> _Written problem_
Convert the records below into a JSON list of strings with one string per line. Include only the lines starting with the one containing "Pick out the white painted" and going on through the one containing "pixel 471 327", including both of those lines and leaving out any blank lines.

> _Exercise data_

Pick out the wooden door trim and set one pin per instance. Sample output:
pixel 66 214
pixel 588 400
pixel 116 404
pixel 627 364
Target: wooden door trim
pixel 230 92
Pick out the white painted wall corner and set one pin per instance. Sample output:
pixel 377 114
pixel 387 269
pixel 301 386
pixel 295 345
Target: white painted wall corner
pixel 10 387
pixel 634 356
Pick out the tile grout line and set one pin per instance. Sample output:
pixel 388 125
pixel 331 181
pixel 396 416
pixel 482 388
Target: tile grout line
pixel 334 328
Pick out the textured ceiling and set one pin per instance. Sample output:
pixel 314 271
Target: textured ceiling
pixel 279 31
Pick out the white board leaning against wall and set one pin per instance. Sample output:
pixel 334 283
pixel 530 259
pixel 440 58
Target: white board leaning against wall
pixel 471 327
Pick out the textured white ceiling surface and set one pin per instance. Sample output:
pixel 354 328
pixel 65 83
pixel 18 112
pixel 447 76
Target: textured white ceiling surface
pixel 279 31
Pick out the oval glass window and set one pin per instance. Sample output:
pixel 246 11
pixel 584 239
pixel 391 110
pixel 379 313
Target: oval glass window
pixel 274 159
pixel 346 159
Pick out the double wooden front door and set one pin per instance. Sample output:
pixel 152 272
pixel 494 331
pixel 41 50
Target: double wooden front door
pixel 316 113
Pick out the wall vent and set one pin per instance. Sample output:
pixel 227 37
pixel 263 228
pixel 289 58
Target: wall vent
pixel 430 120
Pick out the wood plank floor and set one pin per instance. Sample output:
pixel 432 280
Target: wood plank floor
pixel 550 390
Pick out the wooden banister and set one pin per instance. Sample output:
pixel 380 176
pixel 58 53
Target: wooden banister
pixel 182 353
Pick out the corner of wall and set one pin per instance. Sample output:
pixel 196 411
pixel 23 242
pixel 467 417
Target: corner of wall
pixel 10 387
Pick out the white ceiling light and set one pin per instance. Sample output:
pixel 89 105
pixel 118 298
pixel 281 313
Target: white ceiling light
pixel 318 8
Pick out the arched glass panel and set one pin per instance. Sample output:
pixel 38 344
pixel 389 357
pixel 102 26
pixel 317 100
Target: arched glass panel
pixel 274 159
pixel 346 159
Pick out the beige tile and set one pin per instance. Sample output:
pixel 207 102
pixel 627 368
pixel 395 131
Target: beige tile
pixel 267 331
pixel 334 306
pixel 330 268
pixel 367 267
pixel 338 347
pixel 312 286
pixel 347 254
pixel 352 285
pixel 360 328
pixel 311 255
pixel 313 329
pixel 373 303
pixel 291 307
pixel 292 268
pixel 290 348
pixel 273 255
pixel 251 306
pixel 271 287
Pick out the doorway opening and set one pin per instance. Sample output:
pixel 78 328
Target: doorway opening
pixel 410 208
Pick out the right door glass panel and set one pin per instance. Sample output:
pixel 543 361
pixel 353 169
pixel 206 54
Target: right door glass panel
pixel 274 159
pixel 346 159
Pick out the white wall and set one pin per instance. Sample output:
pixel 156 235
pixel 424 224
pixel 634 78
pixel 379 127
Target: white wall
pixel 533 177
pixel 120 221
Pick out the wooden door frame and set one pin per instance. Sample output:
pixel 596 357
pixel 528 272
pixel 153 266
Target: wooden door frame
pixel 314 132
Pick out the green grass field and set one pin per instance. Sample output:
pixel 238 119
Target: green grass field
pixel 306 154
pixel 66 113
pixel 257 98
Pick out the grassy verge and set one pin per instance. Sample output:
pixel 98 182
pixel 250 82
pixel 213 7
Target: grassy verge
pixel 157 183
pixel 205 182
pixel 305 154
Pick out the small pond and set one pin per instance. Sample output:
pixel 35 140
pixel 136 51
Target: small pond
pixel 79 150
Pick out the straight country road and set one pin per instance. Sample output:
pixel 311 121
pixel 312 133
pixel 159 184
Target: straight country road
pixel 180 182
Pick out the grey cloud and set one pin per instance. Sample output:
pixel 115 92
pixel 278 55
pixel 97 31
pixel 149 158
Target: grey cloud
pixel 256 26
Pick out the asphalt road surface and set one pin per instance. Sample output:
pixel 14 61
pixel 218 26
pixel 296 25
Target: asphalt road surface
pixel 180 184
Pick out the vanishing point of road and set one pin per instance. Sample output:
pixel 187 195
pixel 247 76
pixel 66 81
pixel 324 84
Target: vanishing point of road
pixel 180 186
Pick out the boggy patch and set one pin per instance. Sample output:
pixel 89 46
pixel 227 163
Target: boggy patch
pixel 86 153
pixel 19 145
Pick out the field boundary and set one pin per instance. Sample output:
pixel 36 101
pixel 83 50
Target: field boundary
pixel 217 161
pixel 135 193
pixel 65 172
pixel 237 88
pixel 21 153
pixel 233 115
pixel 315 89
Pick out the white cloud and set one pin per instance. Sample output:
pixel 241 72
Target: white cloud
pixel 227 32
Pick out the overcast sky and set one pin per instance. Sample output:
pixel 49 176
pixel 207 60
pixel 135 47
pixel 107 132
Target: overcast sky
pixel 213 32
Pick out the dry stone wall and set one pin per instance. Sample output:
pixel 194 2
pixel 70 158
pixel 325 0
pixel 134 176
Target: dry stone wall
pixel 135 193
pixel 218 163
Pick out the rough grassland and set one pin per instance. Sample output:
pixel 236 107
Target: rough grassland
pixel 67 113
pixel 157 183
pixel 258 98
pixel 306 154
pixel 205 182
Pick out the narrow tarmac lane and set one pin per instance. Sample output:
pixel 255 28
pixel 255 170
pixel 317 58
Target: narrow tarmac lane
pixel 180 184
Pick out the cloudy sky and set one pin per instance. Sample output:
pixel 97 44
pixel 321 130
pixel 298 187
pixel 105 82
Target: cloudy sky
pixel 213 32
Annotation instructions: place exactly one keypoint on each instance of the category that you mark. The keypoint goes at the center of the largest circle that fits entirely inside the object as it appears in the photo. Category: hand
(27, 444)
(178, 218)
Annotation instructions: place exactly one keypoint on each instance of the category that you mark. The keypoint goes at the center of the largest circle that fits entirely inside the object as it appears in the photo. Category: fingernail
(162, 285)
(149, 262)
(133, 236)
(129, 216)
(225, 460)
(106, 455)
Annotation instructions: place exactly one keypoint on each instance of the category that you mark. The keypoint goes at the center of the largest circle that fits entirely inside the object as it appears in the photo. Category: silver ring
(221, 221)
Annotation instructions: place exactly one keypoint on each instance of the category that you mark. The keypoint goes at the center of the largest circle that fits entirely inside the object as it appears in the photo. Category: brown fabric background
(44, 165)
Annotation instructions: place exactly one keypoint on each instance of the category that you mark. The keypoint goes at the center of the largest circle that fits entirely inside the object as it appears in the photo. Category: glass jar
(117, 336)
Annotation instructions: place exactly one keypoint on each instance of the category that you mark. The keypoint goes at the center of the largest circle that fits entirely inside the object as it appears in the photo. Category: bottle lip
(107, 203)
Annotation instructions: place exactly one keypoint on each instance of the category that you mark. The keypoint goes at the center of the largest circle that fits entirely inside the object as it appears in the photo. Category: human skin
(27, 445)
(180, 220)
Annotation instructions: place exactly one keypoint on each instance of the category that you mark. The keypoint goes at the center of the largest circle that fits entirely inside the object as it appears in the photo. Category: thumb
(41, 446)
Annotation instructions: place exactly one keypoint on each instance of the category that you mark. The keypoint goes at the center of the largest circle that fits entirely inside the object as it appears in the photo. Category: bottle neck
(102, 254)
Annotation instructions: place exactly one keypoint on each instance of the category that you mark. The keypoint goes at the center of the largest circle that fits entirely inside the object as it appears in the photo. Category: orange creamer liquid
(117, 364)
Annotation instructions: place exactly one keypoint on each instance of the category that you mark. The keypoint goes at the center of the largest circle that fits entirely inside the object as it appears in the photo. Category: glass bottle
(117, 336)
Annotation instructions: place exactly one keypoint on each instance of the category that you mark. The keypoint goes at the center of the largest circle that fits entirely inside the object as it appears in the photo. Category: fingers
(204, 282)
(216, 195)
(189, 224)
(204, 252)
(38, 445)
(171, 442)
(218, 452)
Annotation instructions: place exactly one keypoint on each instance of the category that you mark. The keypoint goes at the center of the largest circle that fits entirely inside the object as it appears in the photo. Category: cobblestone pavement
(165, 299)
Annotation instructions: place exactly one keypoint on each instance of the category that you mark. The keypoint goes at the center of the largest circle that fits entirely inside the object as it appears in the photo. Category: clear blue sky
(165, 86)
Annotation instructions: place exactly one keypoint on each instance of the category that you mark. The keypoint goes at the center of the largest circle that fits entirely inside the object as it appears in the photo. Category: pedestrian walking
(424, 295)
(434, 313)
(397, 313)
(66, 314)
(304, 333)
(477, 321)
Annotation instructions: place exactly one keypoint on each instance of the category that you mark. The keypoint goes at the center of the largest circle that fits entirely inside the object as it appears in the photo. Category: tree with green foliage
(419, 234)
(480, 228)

> _Output for this exercise_
[
  "Pick out the white painted wall corner and set one pin per instance. Sample output:",
  "pixel 377 114",
  "pixel 387 269",
  "pixel 301 386",
  "pixel 295 345",
  "Target: white painted wall corner",
  "pixel 10 387",
  "pixel 634 356",
  "Pick out the tile grout line and set one pin per instance. Sample output:",
  "pixel 388 125",
  "pixel 331 181",
  "pixel 396 416",
  "pixel 482 388",
  "Target: tile grout line",
  "pixel 334 328",
  "Pick out the textured ceiling and set one pin per instance. Sample output:",
  "pixel 314 271",
  "Target: textured ceiling",
  "pixel 279 31",
  "Pick out the white board leaning against wall and set one pin per instance. Sample output:",
  "pixel 334 283",
  "pixel 530 259",
  "pixel 440 58",
  "Target: white board leaning against wall",
  "pixel 471 327"
]